[WORK TASK]
Set down each record exactly. Omit the pictures.

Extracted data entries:

_ _ _ _ _ _ _

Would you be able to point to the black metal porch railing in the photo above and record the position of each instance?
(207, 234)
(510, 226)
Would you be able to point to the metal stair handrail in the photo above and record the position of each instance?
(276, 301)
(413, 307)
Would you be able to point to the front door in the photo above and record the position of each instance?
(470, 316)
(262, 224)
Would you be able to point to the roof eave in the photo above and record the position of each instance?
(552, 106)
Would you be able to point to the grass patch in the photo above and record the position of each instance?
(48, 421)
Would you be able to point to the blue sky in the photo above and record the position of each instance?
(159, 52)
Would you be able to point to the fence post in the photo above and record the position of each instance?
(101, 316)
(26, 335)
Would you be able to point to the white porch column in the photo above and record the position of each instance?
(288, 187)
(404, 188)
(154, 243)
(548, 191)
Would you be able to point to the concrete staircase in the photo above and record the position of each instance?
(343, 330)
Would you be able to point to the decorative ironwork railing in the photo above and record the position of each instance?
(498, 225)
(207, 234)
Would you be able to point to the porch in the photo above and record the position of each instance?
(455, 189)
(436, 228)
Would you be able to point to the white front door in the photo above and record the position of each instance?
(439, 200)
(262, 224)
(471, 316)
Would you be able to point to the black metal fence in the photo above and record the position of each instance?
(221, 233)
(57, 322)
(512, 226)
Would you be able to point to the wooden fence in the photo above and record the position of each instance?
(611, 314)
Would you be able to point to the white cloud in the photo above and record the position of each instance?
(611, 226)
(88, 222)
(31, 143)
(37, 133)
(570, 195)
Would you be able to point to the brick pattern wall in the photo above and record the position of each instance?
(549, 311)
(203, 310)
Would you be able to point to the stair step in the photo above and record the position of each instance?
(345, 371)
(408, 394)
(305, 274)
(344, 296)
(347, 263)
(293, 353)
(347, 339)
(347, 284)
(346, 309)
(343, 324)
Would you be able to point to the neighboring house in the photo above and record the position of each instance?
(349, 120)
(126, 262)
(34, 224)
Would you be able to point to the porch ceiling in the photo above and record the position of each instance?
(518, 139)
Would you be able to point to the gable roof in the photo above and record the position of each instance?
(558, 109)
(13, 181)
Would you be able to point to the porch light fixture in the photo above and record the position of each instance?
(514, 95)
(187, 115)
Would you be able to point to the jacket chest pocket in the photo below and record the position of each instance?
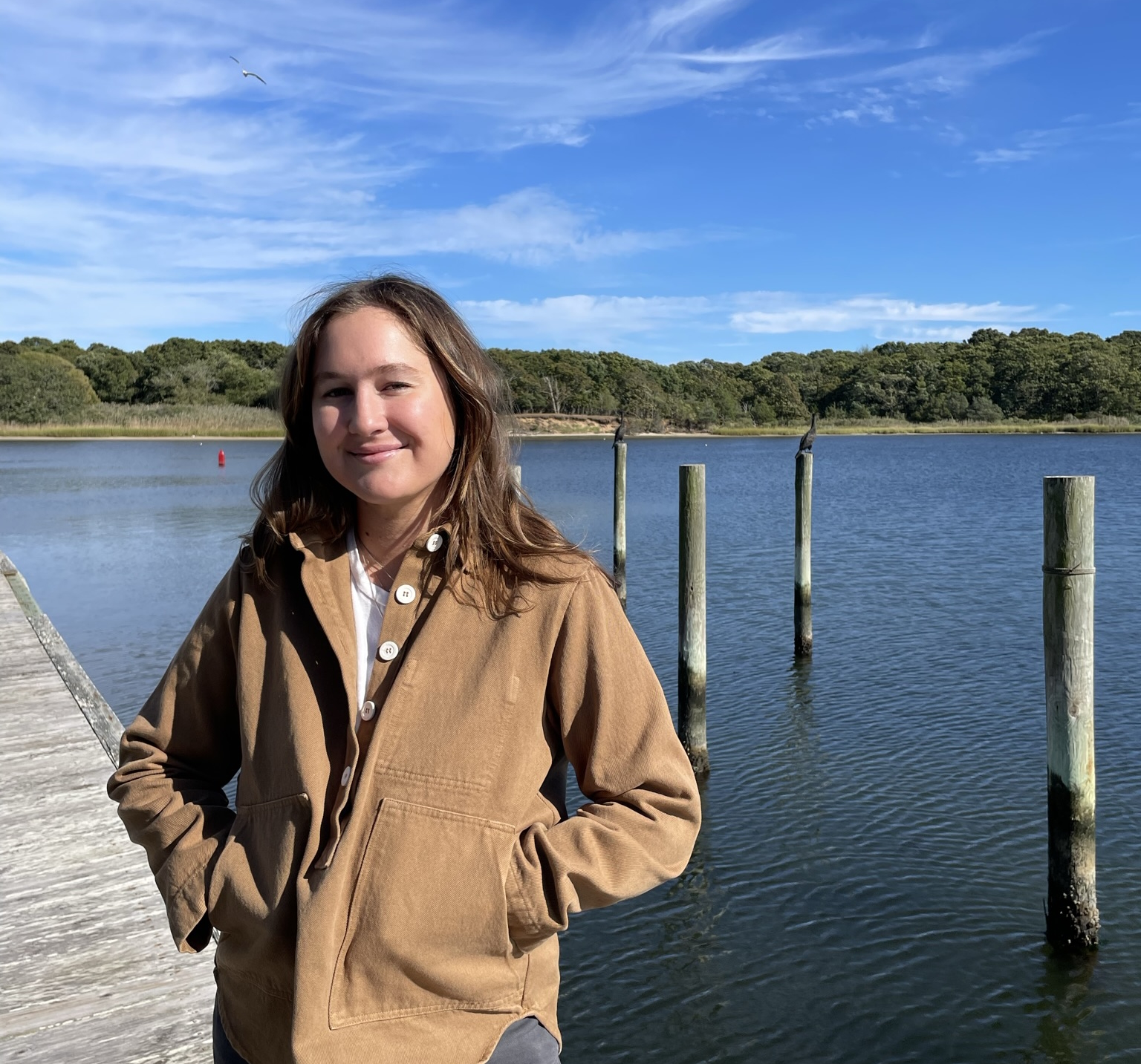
(253, 893)
(427, 925)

_ _ _ _ _ _ _

[COMPLETED TASK]
Would you be able to point to the black metal porch railing in the photo above and record the position of each instance?
(207, 234)
(510, 226)
Would you be able to point to the metal stair handrail in the photo above and record the position of each instance?
(276, 301)
(413, 307)
Would you be able to point to the front door in the photo above and record the position of each instance?
(470, 316)
(262, 224)
Would you be able to point to the roof eave in the photo above and record the position of each instance?
(552, 106)
Would you be able to point to the grass patch in the photo above and record the position of each instance?
(48, 421)
Would you be able to point to the blue sky in the photo above and record the position of each instance?
(159, 52)
Would you be able to point to the fence post in the photo above and record the position of each instance?
(101, 316)
(26, 335)
Would you be able to point to the white porch column in the photo above and record the position of each instance?
(288, 187)
(404, 188)
(154, 243)
(548, 191)
Would you be able to point to the concrete staircase in the photo above and record the position of each instance?
(343, 330)
Would you be able to point to the decorative ironwork railing in the photo above and record the position of each instance?
(498, 225)
(207, 234)
Would you be able to point to the porch in the photo above and record the position of each instance?
(455, 189)
(436, 228)
Would you be able to point to the white front door in the photo above and record the position of each instance?
(439, 200)
(262, 224)
(471, 316)
Would you be able to point to the black metal fence in the photo above and record the position of each instance?
(221, 233)
(57, 322)
(512, 226)
Would you be able to point to the wooden fence in the photo above and record the position of each instance?
(611, 314)
Would you be able to point to the white cloud in the photo above and record the position of each instance?
(611, 226)
(88, 222)
(31, 143)
(37, 133)
(570, 195)
Would you be able to point to the brick pattern wall in the photo above and record the position of each instance?
(549, 311)
(203, 310)
Would you be able to point to the stair step in the photo above and record the position of each instance?
(345, 371)
(408, 394)
(305, 274)
(344, 296)
(347, 263)
(293, 353)
(347, 339)
(347, 284)
(346, 309)
(343, 324)
Would you be able to point to the neighboring house in the photo above and record the position of each instance?
(349, 120)
(126, 262)
(34, 224)
Would you be able to point to the porch ceiling in the photo above and record the position of each instance?
(518, 139)
Would you be able to point to the gable roof in the photo above and record the position of each instance?
(558, 109)
(13, 181)
Would you be able to point to the porch light fixture in the photo above and record the position of each instance?
(514, 95)
(187, 115)
Would you be able to point to the jacket chest pocket in the photo below and record the position of each instance?
(253, 893)
(427, 925)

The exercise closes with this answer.